_Rows of box annotation data_
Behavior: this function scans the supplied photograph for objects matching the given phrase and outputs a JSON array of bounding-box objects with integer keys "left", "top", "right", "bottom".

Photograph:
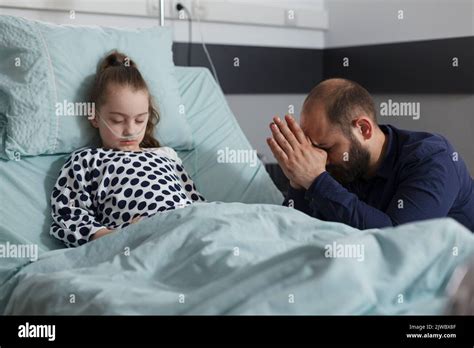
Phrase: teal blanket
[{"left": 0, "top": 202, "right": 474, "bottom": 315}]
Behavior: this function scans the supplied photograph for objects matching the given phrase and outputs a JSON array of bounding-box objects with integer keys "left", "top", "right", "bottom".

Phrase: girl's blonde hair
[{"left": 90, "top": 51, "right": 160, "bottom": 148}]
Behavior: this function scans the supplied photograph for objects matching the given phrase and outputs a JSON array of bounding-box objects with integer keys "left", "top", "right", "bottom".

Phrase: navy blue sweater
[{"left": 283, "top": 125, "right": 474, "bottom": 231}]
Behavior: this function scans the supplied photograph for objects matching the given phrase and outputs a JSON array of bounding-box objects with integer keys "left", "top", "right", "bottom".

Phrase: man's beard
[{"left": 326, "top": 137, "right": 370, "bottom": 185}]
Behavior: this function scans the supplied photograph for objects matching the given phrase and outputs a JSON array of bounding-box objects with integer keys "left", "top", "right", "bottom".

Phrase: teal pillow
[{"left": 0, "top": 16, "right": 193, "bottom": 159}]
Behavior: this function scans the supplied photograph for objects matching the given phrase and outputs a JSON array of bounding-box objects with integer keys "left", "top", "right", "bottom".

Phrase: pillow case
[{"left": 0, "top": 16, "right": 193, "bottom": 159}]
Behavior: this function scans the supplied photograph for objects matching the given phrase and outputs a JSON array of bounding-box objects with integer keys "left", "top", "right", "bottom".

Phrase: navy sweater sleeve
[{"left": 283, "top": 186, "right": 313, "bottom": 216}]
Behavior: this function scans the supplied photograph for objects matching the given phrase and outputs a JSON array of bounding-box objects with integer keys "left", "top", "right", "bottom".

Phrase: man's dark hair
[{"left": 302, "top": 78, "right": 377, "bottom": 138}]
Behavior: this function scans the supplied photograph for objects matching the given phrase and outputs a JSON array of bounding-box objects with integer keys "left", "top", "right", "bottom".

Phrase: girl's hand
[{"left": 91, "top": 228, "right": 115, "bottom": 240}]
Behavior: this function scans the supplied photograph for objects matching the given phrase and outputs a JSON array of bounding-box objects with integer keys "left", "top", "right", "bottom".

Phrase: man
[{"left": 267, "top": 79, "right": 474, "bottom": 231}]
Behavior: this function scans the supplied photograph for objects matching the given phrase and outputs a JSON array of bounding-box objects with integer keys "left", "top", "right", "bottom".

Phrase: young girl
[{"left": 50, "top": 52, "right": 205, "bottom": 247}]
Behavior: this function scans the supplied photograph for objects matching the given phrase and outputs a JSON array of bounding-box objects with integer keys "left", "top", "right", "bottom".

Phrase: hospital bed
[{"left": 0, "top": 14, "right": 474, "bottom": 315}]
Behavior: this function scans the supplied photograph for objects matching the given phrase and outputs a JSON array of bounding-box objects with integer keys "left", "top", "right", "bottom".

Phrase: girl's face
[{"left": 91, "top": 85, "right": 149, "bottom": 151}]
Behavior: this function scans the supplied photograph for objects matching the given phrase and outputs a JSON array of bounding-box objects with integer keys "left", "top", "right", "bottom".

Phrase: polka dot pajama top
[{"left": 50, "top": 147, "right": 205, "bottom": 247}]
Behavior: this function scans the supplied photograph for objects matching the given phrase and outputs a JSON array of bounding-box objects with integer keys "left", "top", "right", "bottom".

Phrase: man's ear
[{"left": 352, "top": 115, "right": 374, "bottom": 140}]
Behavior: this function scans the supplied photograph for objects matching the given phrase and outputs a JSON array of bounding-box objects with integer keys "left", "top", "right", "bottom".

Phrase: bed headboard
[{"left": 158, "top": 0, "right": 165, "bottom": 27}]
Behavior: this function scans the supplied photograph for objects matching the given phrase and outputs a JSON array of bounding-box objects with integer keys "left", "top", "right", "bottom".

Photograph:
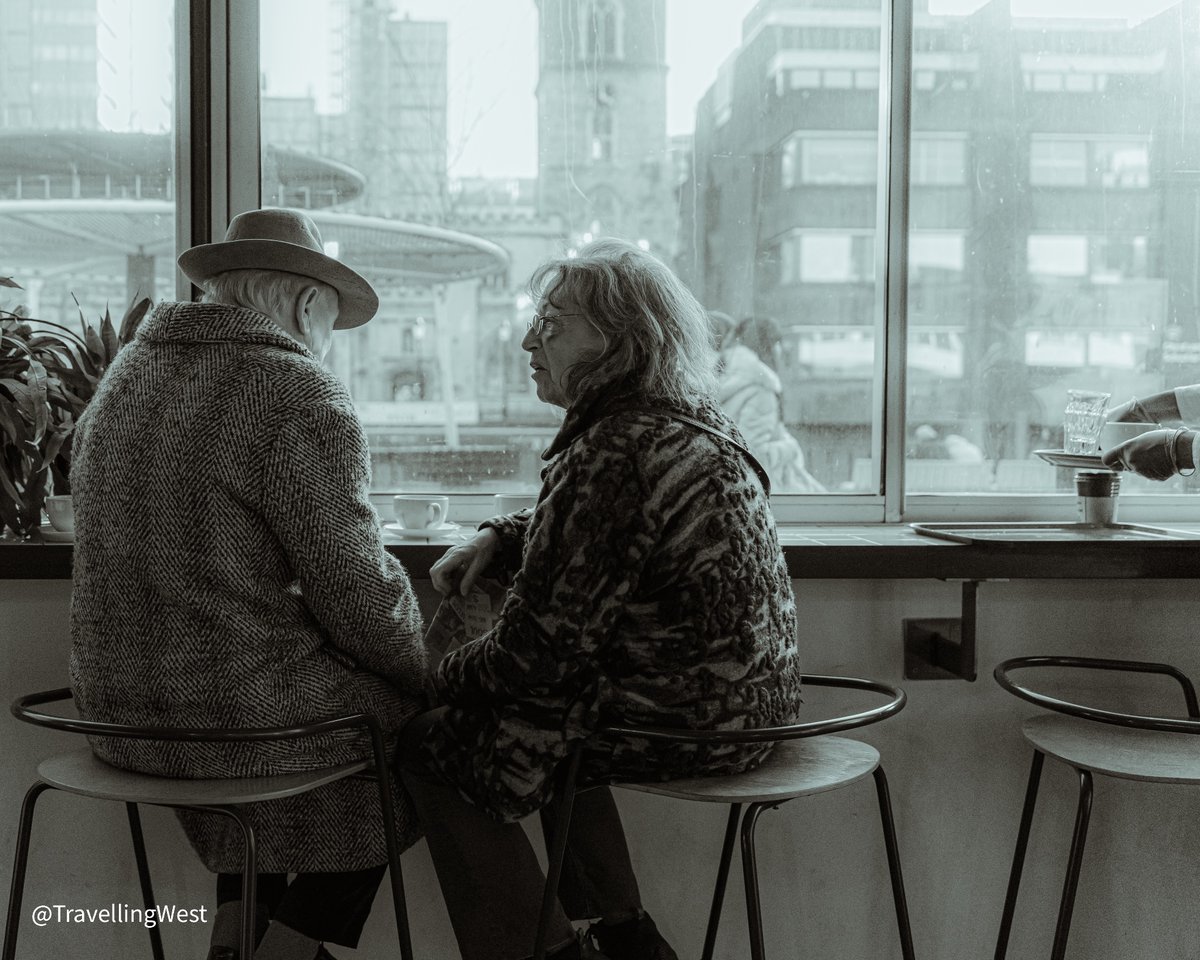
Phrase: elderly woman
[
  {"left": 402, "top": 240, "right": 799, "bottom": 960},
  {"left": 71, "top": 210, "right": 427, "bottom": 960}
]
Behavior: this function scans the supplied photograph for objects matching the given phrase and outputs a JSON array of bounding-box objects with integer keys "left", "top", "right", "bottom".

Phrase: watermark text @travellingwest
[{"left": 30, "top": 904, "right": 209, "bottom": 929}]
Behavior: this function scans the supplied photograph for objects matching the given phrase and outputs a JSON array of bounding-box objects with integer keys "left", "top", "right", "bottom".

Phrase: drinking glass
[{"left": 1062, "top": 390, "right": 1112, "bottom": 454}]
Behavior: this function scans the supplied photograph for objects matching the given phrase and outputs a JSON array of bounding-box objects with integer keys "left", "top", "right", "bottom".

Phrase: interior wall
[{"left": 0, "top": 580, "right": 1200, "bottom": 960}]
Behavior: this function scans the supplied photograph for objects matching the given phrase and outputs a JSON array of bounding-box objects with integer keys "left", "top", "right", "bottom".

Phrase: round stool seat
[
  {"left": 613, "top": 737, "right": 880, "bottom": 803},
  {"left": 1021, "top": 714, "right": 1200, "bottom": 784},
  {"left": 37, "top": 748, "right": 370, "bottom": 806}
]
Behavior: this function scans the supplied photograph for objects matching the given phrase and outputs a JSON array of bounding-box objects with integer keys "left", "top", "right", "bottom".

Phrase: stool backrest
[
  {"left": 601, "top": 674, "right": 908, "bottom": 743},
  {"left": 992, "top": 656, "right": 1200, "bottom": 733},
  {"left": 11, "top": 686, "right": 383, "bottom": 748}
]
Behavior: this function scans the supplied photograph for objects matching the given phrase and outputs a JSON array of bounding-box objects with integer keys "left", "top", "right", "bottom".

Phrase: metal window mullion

_Aim of the exercise_
Please rewrite the listing above with every "bounding-box objects" changed to "rectangle objects" and everything else left as is. Omit the pictures from your version.

_Answer to this task_
Behavior: this function scans the supplied photograph for objects matching the given phrase and outputs a JSON array of rectangle objects with integer keys "left", "top", "right", "bottom".

Photograph:
Phrase: teal blanket
[{"left": 0, "top": 202, "right": 474, "bottom": 315}]
Behavior: this function scans the supplied photograph for objects matching the given phrase and outputs a JSON array of rectangle objects with integer keys "left", "top", "right", "bottom".

Phrase: girl's blonde hair
[{"left": 90, "top": 51, "right": 160, "bottom": 148}]
Behavior: this function scans the supplied photograph for objects matching the given phrase and outputs a JSON array of rectangle objects with integer keys "left", "top", "right", "bottom".

Phrase: navy blue sweater
[{"left": 283, "top": 125, "right": 474, "bottom": 231}]
Behavior: this function scans the supplied photograph for objects matching the given phrase and outputs a JSON array of rectangle objects with integer keys "left", "top", "right", "bottom".

Phrase: man's beard
[{"left": 326, "top": 137, "right": 370, "bottom": 185}]
Behavior: this function scans the supplied photograph for objects matching the given phrase and outputs a JSON array of rectangle objects with integer keys "left", "top", "right", "bottom".

Phrase: teal pillow
[{"left": 0, "top": 16, "right": 193, "bottom": 159}]
Behavior: this function scans the supplied photograph for objects matching the given phrase and outputs a JSON array of rectangle objects with integer keys "left", "top", "right", "bottom".

Phrase: pillow case
[{"left": 0, "top": 16, "right": 193, "bottom": 159}]
Behavior: this function scans the supplied photograph for objects matching the given phrase and outputs a JSON array of rectangle objects with integer keys "left", "top", "right", "bottom".

Phrase: navy sweater sleeve
[{"left": 283, "top": 186, "right": 313, "bottom": 216}]
Behavior: this function scans the supplied photograph for objects matching the given phrase and outputs a JSON array of rectangle objects with integer keys "left", "top", "right", "bottom".

Phrase: man's dark hair
[{"left": 302, "top": 78, "right": 377, "bottom": 138}]
Behavior: this function scans the supplied photograph for objects matching the given phrase and outputs a JSON array of rectangle objects with integer keys "left", "top", "right", "bottom".

Phrase: girl's hand
[{"left": 91, "top": 228, "right": 115, "bottom": 240}]
Behavior: this function scans the supplied photograph for objects matching the given phrase and outputs a JSON array of rectangle objects with integer keys "left", "top", "right", "bottom".

Phrase: man
[{"left": 267, "top": 79, "right": 474, "bottom": 231}]
Behavior: this function scans the supplied photograph for objects matching the given phrase and outputs a JSON array of rectangle objects with integer keys "left", "top", "right", "bottom".

Phrase: young girl
[{"left": 50, "top": 52, "right": 205, "bottom": 247}]
Behavior: this function scans the supplied photograph for objects matching the given phrase and outputs a JSON array of rectangle objects with integer keys "left", "top", "right", "bottom".

Phrase: hospital bed
[{"left": 0, "top": 14, "right": 474, "bottom": 315}]
Behavior: this function scans the supplied photograph for objects matching the given phrase and outputs a JSON array of rectangle objects with integer keys "left", "top", "right", "bottom".

Phrase: girl's face
[{"left": 91, "top": 85, "right": 149, "bottom": 151}]
Behavior: this function scans the supplied photograph for objects matching the given phrase and outputs a JSON array of rectangle objects with integer keys "left", "top", "right", "bottom".

Phrase: polka dot pajama top
[{"left": 50, "top": 147, "right": 205, "bottom": 247}]
Behavior: this function scans the supplied photograph for objects matching the given phrase and outputs a JSON array of rectangle objects with integer keys "left", "top", "right", "bottom".

Phrase: man's ear
[{"left": 352, "top": 115, "right": 374, "bottom": 140}]
Behavior: this function scans the supplied photograph for objects matching the given phrase and outputs a JSON array of rectangle objects with integer keys "left", "top", "right", "bottom".

Phrase: bed headboard
[{"left": 158, "top": 0, "right": 165, "bottom": 27}]
Behavior: this function scans the supplied photograph for objects matching the given phrase and outputs a JSON array of rectangle objects with integer keys "left", "top", "right", "bottom".

Photograph:
Phrase: elderly woman
[
  {"left": 402, "top": 240, "right": 799, "bottom": 960},
  {"left": 71, "top": 210, "right": 427, "bottom": 960}
]
Behavior: this function scans the supplied photograph for objects matching the given phrase and outputs a JSON array of rectangle objects with integer keys "left", "top", "right", "bottom".

Phrase: watermark text @travellingwest
[{"left": 30, "top": 904, "right": 209, "bottom": 929}]
Behavior: this function scans the supplied photograph for objects matching the given phrase and outputs a JSON array of rectangle objects with integer keys "left", "top", "right", "bottom".

Phrase: drinking glass
[{"left": 1062, "top": 390, "right": 1112, "bottom": 454}]
Behavior: this function scans the supplied photograph for objects matching the given phrase and outputs a JSON array of rectangle objects with integer keys "left", "top", "right", "bottom".

Phrase: interior wall
[{"left": 0, "top": 580, "right": 1200, "bottom": 960}]
Behavior: this function scans the supplied photograph for objects matching the given phrase and outputs a JSON array of rectangle objects with integer keys "left", "top", "right", "bottom".

Phrase: round stool seat
[
  {"left": 613, "top": 737, "right": 880, "bottom": 803},
  {"left": 1021, "top": 714, "right": 1200, "bottom": 784},
  {"left": 37, "top": 748, "right": 370, "bottom": 806}
]
Behavior: this function scans the supplied photograph for objects matching the given phrase and outputs a JSON array of rectangle objects with integer keys "left", "top", "right", "bottom".

Phrase: stool backrest
[
  {"left": 601, "top": 674, "right": 908, "bottom": 743},
  {"left": 992, "top": 656, "right": 1200, "bottom": 733},
  {"left": 11, "top": 686, "right": 383, "bottom": 748}
]
Behavior: this function scans the supplied photograph for objects matching the given phrase and outputs a JSON array of rectangle objects with integer keys "left", "top", "right", "bottom".

Phrase: metal window mullion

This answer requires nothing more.